Il y a l’ironie de l’expérience dans cette manière de peindre les illusions : c’est le vieillard qui écrit ; mais il y a la grace et l’enthousiasme des souvenirs de la jeunesse, quand Rousseau décrit les émotions que lui donnait le plaisir de se sentir libre, et de voyager à pied, ce qui, selon lui, est la plus agréable manière de, voyager, parce que c’est la plus libre. « Je marchais légèrement, dit-il ; les jeunes désirs, l’espoir enchanteur, les brillans projets, remplissaient mon ame. Tous les objets que je voyais me semblaient les garans de ma prochaine félicité. Dans les maisons, j’imaginais des festins rustiques ; dans les prés, de folâtres jeux ; le long des eaux, les bains, des promenades, la pêche ; sur les arbres, des fruits délicieux ; sous leur ombre, de voluptueux tête-à-tête ; sur les montagnes, des cuves de lait et de crème, une oisiveté charmante, la paix, la simplicité, le plaisir d’aller sans savoir où. Enfin, rien ne frappait mes yeux sans porter à mon cœur quelque attrait de jouissance. La grandeur, la vérité, la beauté réelle du spectacle rendait cet attrait digne de la raison ; la vanité même y mêlait sa pointe. Si jeune, aller en Italie, avoir déjà vu tant de pays, suivre Annibal à travers les monts, me paraissait une gloire au-dessus de mon âge. Joignez à tout cela des stations fréquentes et bonnes, un grand appétit et de quoi le contenter[1]. »

• [Matériel recueilli]:
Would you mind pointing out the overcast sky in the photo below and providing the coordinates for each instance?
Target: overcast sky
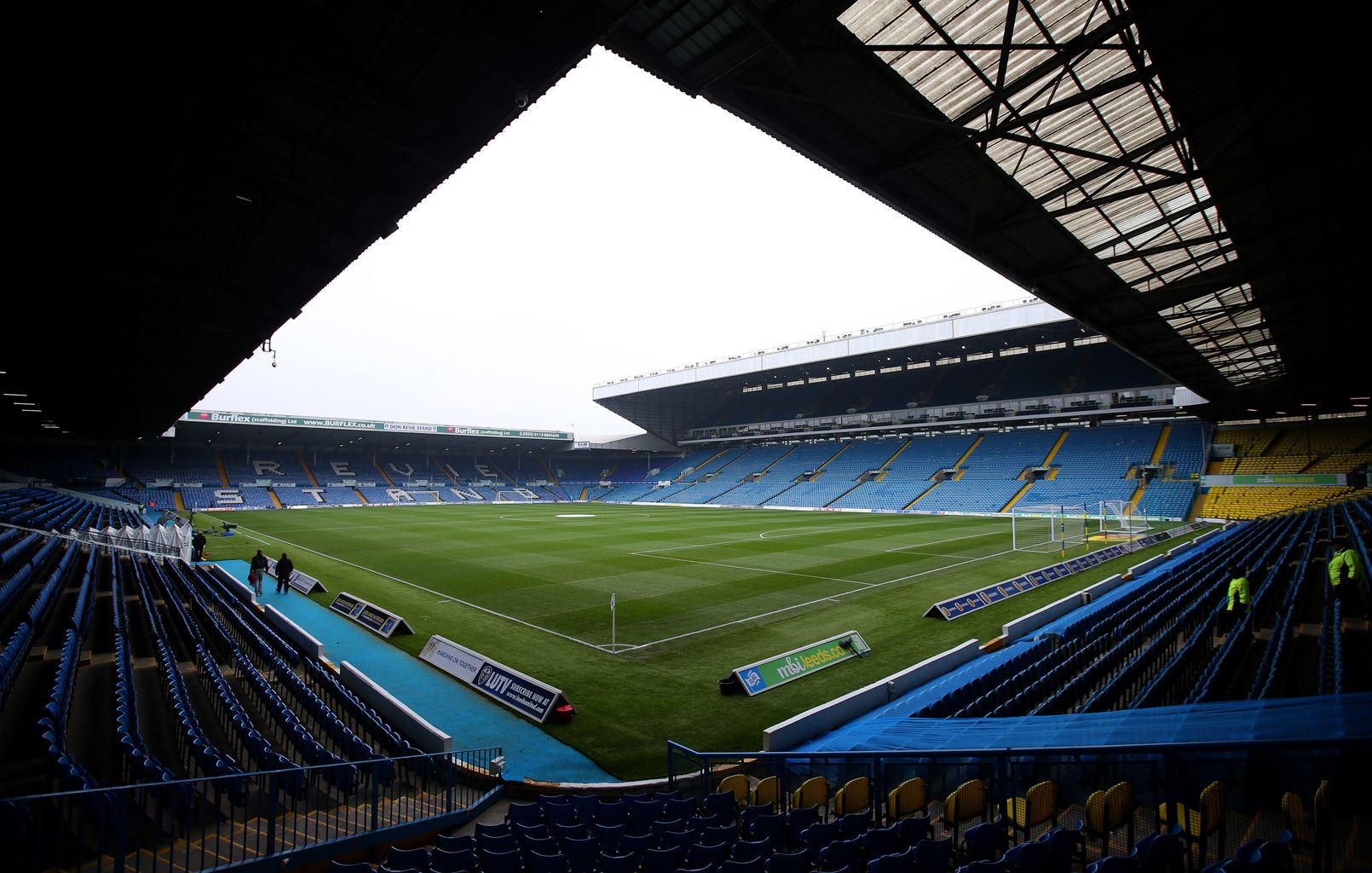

• [Consignes]:
- a) D'après l'extrait sur Rousseau, les affirmations suivantes sont-elles exactes ? (i) Rousseau juge que voyager à pied est la manière de voyager la plus agréable. (ii) Rousseau affirme qu'il marchait d'un pas lourd. (iii) Aller en Italie si jeune lui semblait une gloire au-dessus de son âge. Pour chacune, répondez par oui ou par non et citez les mots décisifs de l'extrait.
- b) Résumez sous forme de liste le paragraphe de l'extrait sur Rousseau qui commence par « Il y a l’ironie de l’expérience ». Conservez-en les faits principaux.

• [Réponses par consigne]:
- a)
(i) Oui : « ce qui, selon lui, est la plus agréable manière de »
(ii) Non : « Je marchais légèrement »
(iii) Oui : « me paraissait une gloire au-dessus de mon âge »

- b)
- Cette peinture des illusions porte l'ironie de l'expérience, puisque c'est le vieillard qui écrit.
- Elle garde aussi la grâce et l'enthousiasme des souvenirs de jeunesse. Rousseau y décrit le plaisir de se sentir libre et de voyager à pied, la manière de voyager la plus agréable selon lui, parce que c'est la plus libre.
- Rousseau marchait légèrement, l'âme remplie de désirs, d'espoir et de projets brillants. Tout ce qu'il voyait lui semblait promettre un bonheur prochain : festins rustiques dans les maisons, jeux dans les prés, bains et pêche le long des eaux, fruits et tête-à-tête sous les arbres, lait et crème sur les montagnes, paix, simplicité et plaisir d'aller sans savoir où.
- La grandeur, la vérité et la beauté réelle du spectacle rendaient cet attrait digne de la raison, et la vanité s'y mêlait. Aller si jeune en Italie et suivre Annibal à travers les monts lui paraissait une gloire au-dessus de son âge.
- S'y ajoutaient des haltes fréquentes et bonnes, un grand appétit et de quoi le contenter.